• _Extract_:
Weatherwhine in Vane

Real Time Weather

The rains came back this weekend—I wish they’d give us time to miss them— and by Sunday evening, the stormwater drains on our street couldn’t cope any more.  A few of them even sent up distress geysers, to the awed delight of the neighborhood kids.

At least six cars stalled in front of our house and my husband had a great time offering advice from our front porch about how to get through the rapids without sucking water up their tailpipes and, inevitably, the phone numbers of tow trucks.  Eventually, he waded barefoot across the street to consult with the neighbors, taking Janie with him without mentioning it to me.*

In my defense, I was too busy looking around for Brad Pitt, Craig Sheffer, and Robert Redford to notice they’d gone—I figured if a river was gonna run through it, there should be some compensation.

• _Excerpts of location labeling data_:
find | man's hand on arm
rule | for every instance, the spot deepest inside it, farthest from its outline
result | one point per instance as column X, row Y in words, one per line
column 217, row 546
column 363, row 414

• _Written task A_: Write out the post about the weekend rains, everything from "Real Time Weather" down to "the neighborhood kids.".
• _Written task B_: According to the post about the weekend rains, how many cars stalled in front of the writer's house?
None of this data is needed for the work here.

• _Solution A_:
Real Time Weather

The rains came back this weekend—I wish they’d give us time to miss them— and by Sunday evening, the stormwater drains on our street couldn’t cope any more.  A few of them even sent up distress geysers, to the awed delight of the neighborhood kids.

• _Solution B_: At least six cars stalled in front of the house.